### What is needed
Repeat the whole listing below word for word, keeping every line unchanged.
>> begin Material provided
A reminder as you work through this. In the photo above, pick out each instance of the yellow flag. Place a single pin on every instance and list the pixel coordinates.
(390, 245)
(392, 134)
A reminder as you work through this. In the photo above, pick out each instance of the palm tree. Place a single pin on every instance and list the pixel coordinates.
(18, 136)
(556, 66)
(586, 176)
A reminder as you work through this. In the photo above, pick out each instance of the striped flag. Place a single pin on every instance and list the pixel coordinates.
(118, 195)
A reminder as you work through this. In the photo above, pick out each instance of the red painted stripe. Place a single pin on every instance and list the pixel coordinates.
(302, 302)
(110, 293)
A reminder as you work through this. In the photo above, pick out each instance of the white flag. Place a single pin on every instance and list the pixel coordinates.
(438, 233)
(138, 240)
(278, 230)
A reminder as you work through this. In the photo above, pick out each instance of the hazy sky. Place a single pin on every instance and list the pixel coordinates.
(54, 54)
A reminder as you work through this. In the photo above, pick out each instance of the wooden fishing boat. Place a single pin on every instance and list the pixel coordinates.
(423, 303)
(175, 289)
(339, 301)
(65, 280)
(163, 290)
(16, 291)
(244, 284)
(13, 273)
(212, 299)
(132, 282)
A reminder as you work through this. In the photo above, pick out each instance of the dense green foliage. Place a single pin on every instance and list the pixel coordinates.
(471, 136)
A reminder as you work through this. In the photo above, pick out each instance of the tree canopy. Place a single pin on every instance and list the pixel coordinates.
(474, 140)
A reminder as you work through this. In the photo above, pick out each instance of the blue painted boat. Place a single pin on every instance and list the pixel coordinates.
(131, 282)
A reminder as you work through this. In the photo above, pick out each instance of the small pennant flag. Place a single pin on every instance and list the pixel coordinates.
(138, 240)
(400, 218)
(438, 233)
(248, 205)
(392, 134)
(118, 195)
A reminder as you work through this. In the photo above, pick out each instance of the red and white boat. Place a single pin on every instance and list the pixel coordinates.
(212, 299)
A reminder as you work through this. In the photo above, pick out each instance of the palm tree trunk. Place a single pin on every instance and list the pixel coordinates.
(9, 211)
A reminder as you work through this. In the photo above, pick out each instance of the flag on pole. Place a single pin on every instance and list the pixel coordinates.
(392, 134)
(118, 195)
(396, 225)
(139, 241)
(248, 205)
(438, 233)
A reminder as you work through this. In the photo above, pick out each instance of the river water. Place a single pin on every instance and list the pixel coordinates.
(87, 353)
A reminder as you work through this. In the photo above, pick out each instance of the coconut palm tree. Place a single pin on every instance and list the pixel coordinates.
>> end Material provided
### Correct result
A reminder as you work through this. In the photo above, pick out each instance of the yellow flag. Place a single pin on every instance and list the pixel coordinates.
(390, 245)
(392, 134)
A reminder as you work through this. In the photo above, pick out each instance of the palm tree. Place a single pin on every instance and list the pixel coordinates.
(18, 136)
(556, 66)
(586, 176)
A reminder as you work through this. In the photo above, pick out each instance of the striped flag. Place a single pin on every instance and list the pixel coordinates.
(118, 195)
A reminder as you work through this. In the photo above, pick out each instance of the red painted stripe. Place a single pin on every instance and list the pixel coordinates.
(302, 302)
(110, 293)
A reminder as you work through this. In the photo above, pick out each instance of the white flag. Place a single pin on every instance and list the pixel coordinates.
(438, 233)
(138, 240)
(278, 230)
A reminder as you work through this. In the photo above, pick out each instance of the hazy sky. Place a single pin on every instance and list the pixel coordinates.
(54, 54)
A reminder as you work through this. In the photo above, pick out each instance of the wooden fishing boat. Place a single pin on every instance and list the pixel coordinates.
(423, 303)
(175, 289)
(339, 301)
(65, 280)
(163, 290)
(16, 291)
(244, 284)
(13, 273)
(212, 299)
(132, 282)
A reminder as you work through this. In the photo above, pick out each instance of the dense green foliage. Place a single pin on every instance and list the pixel coordinates.
(471, 136)
A reminder as you work through this. In the photo above, pick out each instance of the tree canopy. Place a single pin on every instance and list the pixel coordinates.
(474, 140)
A reminder as you work through this. In the photo above, pick out each instance of the blue painted boat. Place a single pin on every instance and list the pixel coordinates.
(131, 282)
A reminder as you work through this. In the photo above, pick out each instance of the small pennant flag. Place a single pin on every instance and list the pixel coordinates.
(138, 240)
(400, 218)
(438, 233)
(248, 205)
(392, 134)
(118, 195)
A reminder as you work through this. In the photo above, pick out each instance of the red and white boat. Place a single pin on every instance and list the pixel coordinates.
(212, 299)
A reminder as you work through this. In the photo above, pick out each instance of the palm tree trunk. Place a single pin on every instance and list the pixel coordinates.
(9, 211)
A reminder as you work through this. In the photo above, pick out each instance of the flag on pole. Place a single pin on every instance and list the pixel coordinates.
(392, 134)
(118, 195)
(396, 225)
(139, 241)
(248, 205)
(438, 233)
A reminder as you work through this. In the photo above, pick out each instance of the river water. Place a single pin on every instance and list the pixel coordinates.
(87, 353)
A reminder as you work through this. In the photo above, pick out each instance of the coconut palm tree. Place a single pin on every instance and list the pixel coordinates.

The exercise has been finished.